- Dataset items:
════════
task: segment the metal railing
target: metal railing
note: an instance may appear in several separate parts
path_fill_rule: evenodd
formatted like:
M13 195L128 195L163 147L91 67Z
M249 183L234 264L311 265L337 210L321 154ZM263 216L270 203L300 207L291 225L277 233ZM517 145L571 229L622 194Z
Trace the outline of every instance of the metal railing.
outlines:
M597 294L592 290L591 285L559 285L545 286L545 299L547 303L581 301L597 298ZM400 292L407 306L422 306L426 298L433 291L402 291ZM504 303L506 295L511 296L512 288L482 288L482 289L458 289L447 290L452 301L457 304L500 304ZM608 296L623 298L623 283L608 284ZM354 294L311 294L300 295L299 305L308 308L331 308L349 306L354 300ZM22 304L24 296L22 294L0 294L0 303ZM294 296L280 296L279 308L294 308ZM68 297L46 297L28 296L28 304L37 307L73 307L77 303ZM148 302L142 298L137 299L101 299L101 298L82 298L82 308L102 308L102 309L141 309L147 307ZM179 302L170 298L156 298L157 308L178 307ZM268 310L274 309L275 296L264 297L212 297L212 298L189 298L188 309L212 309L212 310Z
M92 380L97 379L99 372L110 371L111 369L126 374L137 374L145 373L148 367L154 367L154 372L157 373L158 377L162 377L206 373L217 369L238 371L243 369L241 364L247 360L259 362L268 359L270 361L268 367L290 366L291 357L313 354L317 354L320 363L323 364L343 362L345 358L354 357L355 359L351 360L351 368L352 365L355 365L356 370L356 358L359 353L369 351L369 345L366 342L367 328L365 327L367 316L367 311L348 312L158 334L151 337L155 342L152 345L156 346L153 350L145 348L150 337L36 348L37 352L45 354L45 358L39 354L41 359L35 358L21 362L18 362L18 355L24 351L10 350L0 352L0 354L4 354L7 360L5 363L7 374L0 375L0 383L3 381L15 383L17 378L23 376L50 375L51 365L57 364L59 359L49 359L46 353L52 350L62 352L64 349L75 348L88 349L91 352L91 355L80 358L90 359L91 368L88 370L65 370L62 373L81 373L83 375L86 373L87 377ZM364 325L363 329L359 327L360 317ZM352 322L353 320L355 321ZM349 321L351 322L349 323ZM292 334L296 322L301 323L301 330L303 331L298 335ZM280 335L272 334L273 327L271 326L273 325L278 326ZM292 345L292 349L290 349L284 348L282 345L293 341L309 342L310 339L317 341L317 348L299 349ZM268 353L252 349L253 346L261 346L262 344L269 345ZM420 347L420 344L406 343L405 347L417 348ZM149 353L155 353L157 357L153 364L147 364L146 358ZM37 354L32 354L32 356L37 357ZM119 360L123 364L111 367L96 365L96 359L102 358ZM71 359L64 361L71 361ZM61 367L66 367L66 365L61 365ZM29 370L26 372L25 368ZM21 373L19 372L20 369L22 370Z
════════
- REQUIREMENT: Output every row above verbatim, with no changes to any character.

- FINISHED TASK:
task: segment the metal railing
target: metal railing
note: an instance may appear in several separate parts
path_fill_rule: evenodd
formatted like:
M13 195L128 195L163 147L91 67Z
M249 183L234 264L311 265L337 210L321 154ZM263 216L270 203L300 207L291 225L277 233ZM517 145L571 229L622 194Z
Trace the outline of every instance of the metal railing.
outlines:
M597 294L592 290L591 285L559 285L545 286L545 299L547 303L581 301L597 298ZM400 292L407 306L422 306L426 298L433 291L402 291ZM504 303L506 295L511 296L512 288L482 288L482 289L458 289L447 290L452 301L457 304L500 304ZM608 296L623 298L623 283L608 284ZM354 294L311 294L300 295L299 305L308 308L331 308L349 306L354 300ZM22 304L24 296L22 294L0 294L0 303ZM294 296L280 296L279 308L294 308ZM68 297L46 297L28 296L28 304L37 307L73 307L77 303ZM148 302L142 298L137 299L101 299L101 298L82 298L82 308L102 308L102 309L141 309L147 307ZM179 302L170 298L156 298L157 308L178 307ZM268 310L274 309L275 296L264 297L212 297L212 298L189 298L188 309L212 309L212 310Z
M92 380L97 379L99 372L110 371L111 369L126 374L137 374L145 373L148 367L154 367L154 372L157 373L158 377L162 377L206 373L217 369L238 371L243 369L241 364L247 360L259 362L268 359L270 361L268 367L290 366L291 357L313 354L317 354L320 363L323 364L343 362L345 358L354 357L355 359L351 360L351 368L352 365L355 365L356 370L356 358L359 353L369 351L369 345L366 342L367 328L365 327L367 316L367 311L348 312L158 334L151 337L155 342L152 345L156 346L153 350L145 348L150 337L36 348L37 352L45 354L45 358L39 354L41 359L35 358L21 362L18 362L18 355L24 351L10 350L0 352L0 354L4 354L7 360L5 363L7 374L0 375L0 383L3 381L15 383L17 378L23 376L50 375L51 365L57 364L59 359L49 359L46 353L52 350L62 352L64 349L75 348L88 349L91 352L91 355L80 358L90 359L91 368L88 370L65 370L62 373L81 373L83 375L86 373L87 377ZM364 325L363 329L359 327L360 317ZM352 322L353 320L355 321ZM349 321L351 322L349 323ZM292 334L296 322L301 323L301 330L303 331L298 335ZM280 335L272 334L273 327L271 326L273 325L278 326ZM292 345L292 349L290 349L284 348L282 345L293 341L309 342L310 339L317 341L317 348L299 349ZM268 353L252 349L253 346L261 346L262 344L269 345ZM420 347L420 344L406 343L405 347L417 348ZM149 353L155 353L157 357L153 364L147 364L146 358ZM37 354L32 354L32 356L37 357ZM119 360L123 364L111 367L96 365L96 359L102 358ZM71 359L64 361L71 361ZM61 367L66 367L66 365L61 365ZM29 370L26 372L25 368ZM21 373L19 372L20 369L22 370Z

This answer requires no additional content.